Stock-Based Compensation 

The expense related to stock-based awards is generally not controllable in the short-term and can vary significantly based on the timing, size and nature of awards granted. The Company believes that presenting non-GAAP operating results that exclude stock-based compensation provides investors with visibility and insight into its management’s method of analysis and its core operating performance.

 

Amortization of Acquired Technology (including software licenses); Amortization of Acquired Intangible Assets 

Amortization amounts are inconsistent in frequency and amount and are significantly impacted by the timing and size of acquisitions. Amortization of acquired technology is reported separately within Cost of revenue and Amortization of acquired intangible assets is reported separately within Operating expenses. These items are reported collectively as Amortization of acquired intangible assets in the accompanying reconciliations of non-GAAP and GAAP financial measures. The Company believes that excluding non-cash amortization of these intangible assets facilitates the comparison of its financial results to its historical operating results and to other companies in its industry as if the acquired intangible assets had been developed internally rather than acquired.

 

3


 

 

 

Litigation Costs

In connection with certain ongoing contract litigation where Ribbon is the defendant (as described in Note 26 to the Company’s Consolidated Financial Statements included in its Annual Report on Form 10-K for the year ended December 31, 2023), the Company has incurred litigation costs beginning in 2023. These costs are included as a component of general and administrative expense. The Company believes that such costs are not part of its core business or ongoing operations, are unplanned and generally not within its control. Accordingly, the Company believes that excluding the litigation costs related to these specific legal matters facilitates the comparison of the Company’s financial results to its historical operating results and to other companies in its industry.

 

Acquisition-, Disposal- and Integration-Related 

The Company considers certain acquisition-, disposal- and integration-related costs to be unrelated to the organic continuing operations of the Company and its acquired businesses. Such costs are generally not relevant to assessing or estimating the long-term performance of the acquired assets. The Company excludes such acquisition-, disposal- and integration-related costs to allow more accurate comparisons of its financial results to its historical operations and the financial results of less acquisitive peer companies and allows management and investors to consider the ongoing operations of the business both with and without such expenses.

 

Restructuring and Related 

The Company has recorded restructuring and related expense to streamline operations and reduce operating costs by closing and consolidating certain facilities and reducing its worldwide workforce. The Company believes that excluding restructuring and related expense facilitates the comparison of its financial results to its historical operating results and to other companies in its industry, as there are no future revenue streams or other benefits associated with these costs.

^^^^^^^^^^^^^^^^

**INSTRUCTIONS**
1. List every section heading in the text above on non-GAAP adjustments.
2. In the text on non-GAAP adjustments, which expense category are the litigation costs included in?
3. Write a continuation of the text on non-GAAP adjustments, starting after its final sentence.

^^^^^^^^^^^^^^^^

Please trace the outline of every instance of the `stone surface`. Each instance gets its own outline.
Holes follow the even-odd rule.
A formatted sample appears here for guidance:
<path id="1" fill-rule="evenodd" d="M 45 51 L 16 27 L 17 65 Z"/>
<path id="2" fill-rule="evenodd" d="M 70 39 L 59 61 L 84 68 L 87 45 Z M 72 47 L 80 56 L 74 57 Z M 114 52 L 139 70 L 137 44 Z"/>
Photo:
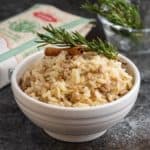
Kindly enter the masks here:
<path id="1" fill-rule="evenodd" d="M 1 0 L 0 2 L 0 20 L 3 20 L 42 0 Z M 47 3 L 74 14 L 89 16 L 79 9 L 83 0 L 47 0 Z M 95 37 L 96 33 L 97 29 L 94 29 L 89 37 Z M 135 107 L 122 122 L 92 142 L 66 143 L 47 136 L 21 113 L 14 101 L 10 85 L 0 90 L 0 150 L 149 150 L 149 56 L 130 56 L 130 58 L 139 66 L 143 77 L 146 77 L 142 79 Z"/>

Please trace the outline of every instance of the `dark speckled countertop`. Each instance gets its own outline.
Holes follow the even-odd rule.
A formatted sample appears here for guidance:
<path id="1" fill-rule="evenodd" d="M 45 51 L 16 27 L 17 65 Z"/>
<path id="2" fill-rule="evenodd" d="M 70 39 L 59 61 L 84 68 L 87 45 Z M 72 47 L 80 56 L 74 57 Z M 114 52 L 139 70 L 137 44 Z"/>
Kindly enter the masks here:
<path id="1" fill-rule="evenodd" d="M 88 16 L 79 9 L 83 0 L 0 0 L 0 20 L 20 13 L 35 3 Z M 64 5 L 65 3 L 65 5 Z M 96 36 L 93 29 L 89 37 Z M 107 133 L 87 143 L 66 143 L 47 136 L 17 107 L 10 85 L 0 90 L 0 150 L 149 150 L 150 149 L 150 54 L 130 56 L 144 76 L 137 102 L 128 116 Z"/>

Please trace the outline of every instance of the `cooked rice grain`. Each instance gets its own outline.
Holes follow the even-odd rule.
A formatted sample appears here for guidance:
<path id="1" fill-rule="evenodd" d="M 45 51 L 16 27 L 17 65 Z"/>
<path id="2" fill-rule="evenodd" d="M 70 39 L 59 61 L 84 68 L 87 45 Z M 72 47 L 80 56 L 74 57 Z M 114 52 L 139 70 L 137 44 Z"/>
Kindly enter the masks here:
<path id="1" fill-rule="evenodd" d="M 117 100 L 133 85 L 133 77 L 118 60 L 93 52 L 44 56 L 25 71 L 21 88 L 42 102 L 89 107 Z"/>

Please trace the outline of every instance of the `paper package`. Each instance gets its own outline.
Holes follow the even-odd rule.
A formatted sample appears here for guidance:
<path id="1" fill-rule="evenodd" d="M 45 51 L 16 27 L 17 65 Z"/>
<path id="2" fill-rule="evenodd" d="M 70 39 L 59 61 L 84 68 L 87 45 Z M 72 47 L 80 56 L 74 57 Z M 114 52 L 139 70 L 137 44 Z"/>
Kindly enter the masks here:
<path id="1" fill-rule="evenodd" d="M 36 33 L 42 26 L 68 31 L 79 31 L 86 35 L 91 20 L 64 12 L 51 5 L 36 4 L 27 11 L 0 23 L 0 88 L 10 82 L 15 66 L 28 55 L 40 50 L 37 48 Z"/>

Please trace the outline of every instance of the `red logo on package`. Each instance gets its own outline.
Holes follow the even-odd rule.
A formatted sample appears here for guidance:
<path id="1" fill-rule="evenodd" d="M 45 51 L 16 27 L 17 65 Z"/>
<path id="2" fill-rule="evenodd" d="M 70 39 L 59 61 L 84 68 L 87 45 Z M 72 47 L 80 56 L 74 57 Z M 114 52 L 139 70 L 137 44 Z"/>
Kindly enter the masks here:
<path id="1" fill-rule="evenodd" d="M 54 16 L 52 16 L 51 14 L 45 13 L 45 12 L 37 11 L 37 12 L 34 12 L 33 15 L 44 21 L 57 22 L 57 19 Z"/>

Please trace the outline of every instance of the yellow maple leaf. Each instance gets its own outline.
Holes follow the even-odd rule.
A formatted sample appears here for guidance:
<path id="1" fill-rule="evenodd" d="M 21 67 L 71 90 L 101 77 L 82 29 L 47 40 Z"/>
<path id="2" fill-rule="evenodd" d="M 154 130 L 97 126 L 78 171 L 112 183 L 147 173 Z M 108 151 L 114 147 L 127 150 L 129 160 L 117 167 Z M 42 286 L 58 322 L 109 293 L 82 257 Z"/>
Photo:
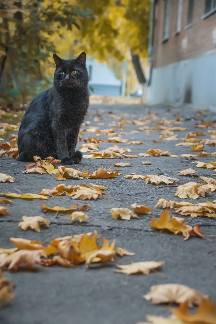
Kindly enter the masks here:
<path id="1" fill-rule="evenodd" d="M 14 192 L 8 192 L 8 193 L 1 193 L 0 195 L 6 196 L 11 198 L 20 198 L 23 199 L 48 199 L 48 197 L 45 196 L 38 195 L 36 193 L 25 193 L 25 194 L 15 193 Z"/>
<path id="2" fill-rule="evenodd" d="M 114 219 L 117 219 L 119 217 L 122 219 L 129 221 L 131 217 L 139 218 L 137 215 L 128 208 L 112 208 L 110 211 L 112 214 L 112 217 Z"/>
<path id="3" fill-rule="evenodd" d="M 145 204 L 137 205 L 136 202 L 135 202 L 135 203 L 132 204 L 131 205 L 134 212 L 137 213 L 138 214 L 146 214 L 152 209 L 152 208 L 147 207 Z"/>
<path id="4" fill-rule="evenodd" d="M 44 208 L 44 213 L 46 213 L 48 211 L 49 211 L 49 212 L 58 212 L 58 213 L 66 213 L 68 214 L 70 213 L 72 210 L 73 210 L 74 209 L 77 209 L 78 205 L 77 204 L 68 208 L 65 208 L 65 207 L 60 207 L 58 206 L 55 206 L 54 207 L 49 207 L 49 206 L 47 206 L 46 205 L 44 205 L 42 203 L 40 203 L 40 205 L 41 207 L 42 207 Z"/>
<path id="5" fill-rule="evenodd" d="M 147 261 L 145 262 L 135 262 L 131 264 L 117 264 L 117 266 L 120 268 L 120 270 L 116 270 L 115 272 L 119 273 L 125 273 L 126 274 L 139 273 L 148 274 L 151 271 L 153 271 L 159 268 L 164 263 L 163 261 Z"/>
<path id="6" fill-rule="evenodd" d="M 172 309 L 173 314 L 184 322 L 216 324 L 216 307 L 210 299 L 203 299 L 196 312 L 191 314 L 188 311 L 187 302 L 181 304 L 177 309 Z"/>
<path id="7" fill-rule="evenodd" d="M 80 223 L 81 223 L 84 218 L 89 218 L 89 217 L 86 214 L 81 212 L 74 212 L 69 216 L 68 219 L 73 221 L 76 218 L 78 218 Z"/>
<path id="8" fill-rule="evenodd" d="M 171 180 L 173 181 L 171 181 Z M 146 183 L 150 183 L 155 186 L 159 184 L 175 185 L 176 182 L 180 181 L 179 179 L 166 177 L 163 175 L 160 176 L 157 175 L 146 176 L 145 180 Z"/>
<path id="9" fill-rule="evenodd" d="M 208 296 L 197 290 L 178 284 L 165 284 L 152 286 L 148 294 L 143 296 L 153 304 L 186 303 L 189 307 L 199 305 Z"/>
<path id="10" fill-rule="evenodd" d="M 23 222 L 19 223 L 18 226 L 21 227 L 22 229 L 26 231 L 28 227 L 30 227 L 32 229 L 34 229 L 37 232 L 40 232 L 39 222 L 43 223 L 48 227 L 50 227 L 50 222 L 48 219 L 44 218 L 41 216 L 32 216 L 27 217 L 23 216 Z"/>
<path id="11" fill-rule="evenodd" d="M 0 182 L 14 182 L 15 178 L 5 173 L 0 173 Z"/>

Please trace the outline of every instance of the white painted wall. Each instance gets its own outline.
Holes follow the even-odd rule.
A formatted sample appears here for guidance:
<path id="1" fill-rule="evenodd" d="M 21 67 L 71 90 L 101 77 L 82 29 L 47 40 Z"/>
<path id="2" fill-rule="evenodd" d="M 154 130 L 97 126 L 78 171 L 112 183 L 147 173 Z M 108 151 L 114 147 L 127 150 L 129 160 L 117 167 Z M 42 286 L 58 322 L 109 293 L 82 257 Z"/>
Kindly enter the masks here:
<path id="1" fill-rule="evenodd" d="M 147 102 L 181 104 L 190 91 L 192 103 L 216 107 L 216 50 L 153 69 Z"/>
<path id="2" fill-rule="evenodd" d="M 89 83 L 90 86 L 94 84 L 121 86 L 121 81 L 117 78 L 106 62 L 100 63 L 94 59 L 87 58 L 86 62 L 87 68 L 89 65 L 92 66 L 92 79 Z"/>

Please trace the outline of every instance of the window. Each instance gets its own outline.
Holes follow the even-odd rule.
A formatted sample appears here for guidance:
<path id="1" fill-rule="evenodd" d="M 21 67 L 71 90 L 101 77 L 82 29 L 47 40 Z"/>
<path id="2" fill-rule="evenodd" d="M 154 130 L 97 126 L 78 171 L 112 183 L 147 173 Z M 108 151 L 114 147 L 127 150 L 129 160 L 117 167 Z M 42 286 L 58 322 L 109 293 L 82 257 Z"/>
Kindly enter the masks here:
<path id="1" fill-rule="evenodd" d="M 182 0 L 178 0 L 178 11 L 177 12 L 177 21 L 176 25 L 176 33 L 181 31 L 181 12 L 182 9 Z"/>
<path id="2" fill-rule="evenodd" d="M 192 22 L 193 21 L 193 8 L 194 0 L 188 0 L 187 25 L 190 27 L 191 27 L 192 26 Z"/>
<path id="3" fill-rule="evenodd" d="M 165 3 L 164 14 L 164 15 L 163 40 L 166 40 L 169 38 L 171 11 L 171 0 L 165 0 Z"/>
<path id="4" fill-rule="evenodd" d="M 205 15 L 202 17 L 205 18 L 216 11 L 216 0 L 206 0 L 205 5 Z"/>

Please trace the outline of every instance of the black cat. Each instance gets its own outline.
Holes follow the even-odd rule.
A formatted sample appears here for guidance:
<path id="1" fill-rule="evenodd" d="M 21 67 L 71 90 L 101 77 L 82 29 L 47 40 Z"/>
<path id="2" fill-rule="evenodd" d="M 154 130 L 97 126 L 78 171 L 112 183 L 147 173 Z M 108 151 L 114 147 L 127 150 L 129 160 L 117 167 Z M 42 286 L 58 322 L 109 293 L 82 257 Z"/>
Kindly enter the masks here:
<path id="1" fill-rule="evenodd" d="M 23 118 L 18 134 L 18 160 L 33 161 L 49 156 L 64 164 L 82 158 L 75 148 L 80 127 L 89 104 L 86 55 L 62 60 L 56 54 L 53 84 L 35 97 Z"/>

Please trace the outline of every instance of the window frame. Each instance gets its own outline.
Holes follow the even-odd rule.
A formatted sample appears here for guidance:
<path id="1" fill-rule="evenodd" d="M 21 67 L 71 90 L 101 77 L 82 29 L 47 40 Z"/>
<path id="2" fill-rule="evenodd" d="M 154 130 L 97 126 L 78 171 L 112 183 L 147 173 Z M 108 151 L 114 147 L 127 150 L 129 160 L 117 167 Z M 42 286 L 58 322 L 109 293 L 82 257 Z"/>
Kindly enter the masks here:
<path id="1" fill-rule="evenodd" d="M 181 18 L 182 12 L 183 0 L 178 0 L 178 8 L 177 10 L 177 19 L 176 24 L 176 30 L 175 32 L 175 35 L 177 35 L 181 32 Z"/>
<path id="2" fill-rule="evenodd" d="M 162 42 L 168 40 L 169 38 L 171 4 L 172 0 L 165 0 L 164 12 Z"/>
<path id="3" fill-rule="evenodd" d="M 207 12 L 204 15 L 203 15 L 203 16 L 202 16 L 201 17 L 202 19 L 205 19 L 205 18 L 207 18 L 216 11 L 216 2 L 215 1 L 215 0 L 211 0 L 211 9 L 209 11 L 208 11 L 208 12 Z M 206 0 L 205 2 L 205 7 L 206 2 Z M 214 5 L 214 2 L 215 2 Z"/>
<path id="4" fill-rule="evenodd" d="M 191 3 L 190 2 L 192 2 L 192 19 L 191 21 L 190 22 L 188 21 L 188 19 L 189 18 L 189 9 L 190 9 L 190 5 Z M 191 28 L 193 26 L 193 12 L 194 12 L 194 0 L 188 0 L 188 13 L 187 15 L 187 24 L 186 26 L 185 26 L 185 29 L 189 29 L 189 28 Z"/>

^^^^^^^^^^^^^^^^

**RESPONSES BY TASK**
1.
Stock-Based Compensation
Amortization of Acquired Technology (including software licenses); Amortization of Acquired Intangible Assets
Litigation Costs
Acquisition-, Disposal- and Integration-Related
Restructuring and Related

2. They are included as a component of general and administrative expense.

3.
Preferred Stock and Warrant Liability Mark-to-Market Adjustment 

The Company recorded adjustments to the fair value of its Series A Preferred Stock and Warrants to purchase shares of the Company’s common stock in Other (expense) income, net. Both of these instruments were issued in March 2023 in connection with the Company’s private placement and have been classified as liabilities and marked to market each reporting period until the Series A Preferred Stock was fully redeemed on June 25, 2024. The Warrant liability remains outstanding and will continue to be marked to market each reporting period. The Company excluded these gains and losses from the change in the fair value of these liabilities because it believes that such gains or losses were not part of its core business or ongoing operations.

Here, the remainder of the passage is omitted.